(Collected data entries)
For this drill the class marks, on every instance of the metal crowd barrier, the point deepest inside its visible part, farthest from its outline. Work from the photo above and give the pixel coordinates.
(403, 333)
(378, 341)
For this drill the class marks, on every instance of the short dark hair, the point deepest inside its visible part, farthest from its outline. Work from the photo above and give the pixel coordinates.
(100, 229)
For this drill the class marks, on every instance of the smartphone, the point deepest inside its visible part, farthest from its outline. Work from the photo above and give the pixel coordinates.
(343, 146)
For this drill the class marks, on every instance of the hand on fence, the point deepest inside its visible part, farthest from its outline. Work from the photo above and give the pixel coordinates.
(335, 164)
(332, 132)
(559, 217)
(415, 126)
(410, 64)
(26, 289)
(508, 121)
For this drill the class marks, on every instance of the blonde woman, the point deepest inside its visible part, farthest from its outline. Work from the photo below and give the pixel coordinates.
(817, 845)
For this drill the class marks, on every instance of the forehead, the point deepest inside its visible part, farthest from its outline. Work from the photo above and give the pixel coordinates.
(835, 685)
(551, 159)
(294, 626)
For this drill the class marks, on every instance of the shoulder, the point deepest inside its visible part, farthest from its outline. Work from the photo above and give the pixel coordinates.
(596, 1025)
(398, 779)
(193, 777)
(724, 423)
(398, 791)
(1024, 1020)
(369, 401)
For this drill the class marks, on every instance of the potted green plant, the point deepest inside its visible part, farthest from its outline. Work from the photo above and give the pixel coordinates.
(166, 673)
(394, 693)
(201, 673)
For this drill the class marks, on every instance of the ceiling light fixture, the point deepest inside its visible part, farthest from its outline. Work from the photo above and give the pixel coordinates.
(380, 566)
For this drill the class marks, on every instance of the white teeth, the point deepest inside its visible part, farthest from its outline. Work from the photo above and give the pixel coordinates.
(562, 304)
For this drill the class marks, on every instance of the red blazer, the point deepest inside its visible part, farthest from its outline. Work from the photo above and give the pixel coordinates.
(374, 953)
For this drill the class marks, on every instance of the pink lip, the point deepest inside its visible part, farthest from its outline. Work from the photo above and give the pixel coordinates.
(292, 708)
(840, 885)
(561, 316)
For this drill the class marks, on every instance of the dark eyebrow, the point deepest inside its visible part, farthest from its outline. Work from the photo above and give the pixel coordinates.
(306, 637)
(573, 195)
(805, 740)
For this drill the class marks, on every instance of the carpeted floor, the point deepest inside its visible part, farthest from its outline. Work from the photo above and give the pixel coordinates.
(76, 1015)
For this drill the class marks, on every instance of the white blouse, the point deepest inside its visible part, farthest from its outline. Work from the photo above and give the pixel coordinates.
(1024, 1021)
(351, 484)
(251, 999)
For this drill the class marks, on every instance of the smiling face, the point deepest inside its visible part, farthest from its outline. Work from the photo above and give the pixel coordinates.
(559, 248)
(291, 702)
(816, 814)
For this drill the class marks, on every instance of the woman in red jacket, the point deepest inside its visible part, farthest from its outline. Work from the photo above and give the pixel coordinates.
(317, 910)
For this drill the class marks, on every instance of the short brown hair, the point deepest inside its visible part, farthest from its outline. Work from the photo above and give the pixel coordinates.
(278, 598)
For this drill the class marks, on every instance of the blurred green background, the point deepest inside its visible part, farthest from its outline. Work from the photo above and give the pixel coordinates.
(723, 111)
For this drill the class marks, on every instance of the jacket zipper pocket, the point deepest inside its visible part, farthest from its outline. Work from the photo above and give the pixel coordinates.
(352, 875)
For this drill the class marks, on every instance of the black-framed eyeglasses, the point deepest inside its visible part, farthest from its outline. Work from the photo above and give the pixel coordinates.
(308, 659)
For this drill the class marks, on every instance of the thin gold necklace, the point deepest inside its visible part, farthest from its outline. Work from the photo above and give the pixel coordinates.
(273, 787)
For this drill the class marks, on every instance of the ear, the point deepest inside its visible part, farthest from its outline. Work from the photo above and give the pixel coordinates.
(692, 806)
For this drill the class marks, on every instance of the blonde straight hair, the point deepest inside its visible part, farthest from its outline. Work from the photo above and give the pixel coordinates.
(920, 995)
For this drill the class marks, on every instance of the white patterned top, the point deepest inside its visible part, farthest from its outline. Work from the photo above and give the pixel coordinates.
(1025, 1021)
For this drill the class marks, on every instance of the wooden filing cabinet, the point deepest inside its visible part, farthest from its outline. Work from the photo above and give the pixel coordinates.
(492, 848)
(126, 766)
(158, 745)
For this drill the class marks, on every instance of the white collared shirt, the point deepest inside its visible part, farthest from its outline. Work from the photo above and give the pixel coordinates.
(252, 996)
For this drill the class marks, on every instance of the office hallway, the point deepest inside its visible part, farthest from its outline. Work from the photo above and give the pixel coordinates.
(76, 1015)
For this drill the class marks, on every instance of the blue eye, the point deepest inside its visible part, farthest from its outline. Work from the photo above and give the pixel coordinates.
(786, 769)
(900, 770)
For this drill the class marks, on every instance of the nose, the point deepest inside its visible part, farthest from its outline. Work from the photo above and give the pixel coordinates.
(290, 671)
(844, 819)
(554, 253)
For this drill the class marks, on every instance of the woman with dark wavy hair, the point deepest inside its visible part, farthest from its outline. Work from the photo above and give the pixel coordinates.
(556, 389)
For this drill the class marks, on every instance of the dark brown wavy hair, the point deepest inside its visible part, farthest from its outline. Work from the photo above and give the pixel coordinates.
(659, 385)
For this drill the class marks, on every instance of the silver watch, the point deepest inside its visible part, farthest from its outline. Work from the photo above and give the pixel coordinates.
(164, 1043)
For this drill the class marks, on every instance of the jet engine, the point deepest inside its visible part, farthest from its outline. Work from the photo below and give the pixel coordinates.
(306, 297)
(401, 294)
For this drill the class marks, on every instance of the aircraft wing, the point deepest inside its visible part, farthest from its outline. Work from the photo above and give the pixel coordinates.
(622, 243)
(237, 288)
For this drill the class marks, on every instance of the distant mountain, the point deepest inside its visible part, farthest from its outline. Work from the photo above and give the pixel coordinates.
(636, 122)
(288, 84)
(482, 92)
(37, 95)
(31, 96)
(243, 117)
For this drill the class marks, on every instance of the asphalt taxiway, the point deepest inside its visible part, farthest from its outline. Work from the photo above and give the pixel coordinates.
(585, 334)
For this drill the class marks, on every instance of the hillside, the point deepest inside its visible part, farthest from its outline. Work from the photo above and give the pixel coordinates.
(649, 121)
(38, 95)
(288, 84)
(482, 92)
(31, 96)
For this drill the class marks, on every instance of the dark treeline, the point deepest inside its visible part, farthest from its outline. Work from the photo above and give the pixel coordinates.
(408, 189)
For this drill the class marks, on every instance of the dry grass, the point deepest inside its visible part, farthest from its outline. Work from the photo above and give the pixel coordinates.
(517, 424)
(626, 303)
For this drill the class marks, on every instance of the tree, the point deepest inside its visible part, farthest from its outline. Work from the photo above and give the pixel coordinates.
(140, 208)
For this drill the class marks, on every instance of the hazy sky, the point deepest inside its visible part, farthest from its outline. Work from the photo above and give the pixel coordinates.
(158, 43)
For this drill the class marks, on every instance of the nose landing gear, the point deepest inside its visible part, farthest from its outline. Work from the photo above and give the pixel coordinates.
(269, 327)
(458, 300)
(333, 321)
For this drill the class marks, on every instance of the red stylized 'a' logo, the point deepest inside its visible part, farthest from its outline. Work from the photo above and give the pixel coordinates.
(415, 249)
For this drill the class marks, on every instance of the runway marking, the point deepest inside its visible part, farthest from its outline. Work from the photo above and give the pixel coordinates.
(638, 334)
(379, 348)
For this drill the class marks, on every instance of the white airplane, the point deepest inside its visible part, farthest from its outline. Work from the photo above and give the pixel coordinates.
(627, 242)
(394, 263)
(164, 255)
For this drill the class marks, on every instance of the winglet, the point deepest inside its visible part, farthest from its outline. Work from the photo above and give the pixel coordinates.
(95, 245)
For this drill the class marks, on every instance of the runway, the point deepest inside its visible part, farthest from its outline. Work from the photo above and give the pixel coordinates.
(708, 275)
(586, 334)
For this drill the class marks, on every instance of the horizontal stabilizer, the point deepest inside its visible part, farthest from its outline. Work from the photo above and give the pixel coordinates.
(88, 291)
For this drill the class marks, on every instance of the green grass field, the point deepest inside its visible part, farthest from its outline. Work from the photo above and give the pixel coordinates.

## WHAT THIS TASK INVOLVES
With the entries above as the source, set down exactly the lines from the one holding "of the horizontal" through the last line, both ends included.

## TASK OUTPUT
For this drill the class marks, on every instance of the horizontal stabilizer, the point deepest inside its visible part, farthest from its outline. Work from the photo above and give the pixel coordinates.
(88, 291)
For this drill the class marks, on every instance of the green grass field, the point deepest inside its visible part, farthest from its outline. Work from the photo above and give the pixel coordinates.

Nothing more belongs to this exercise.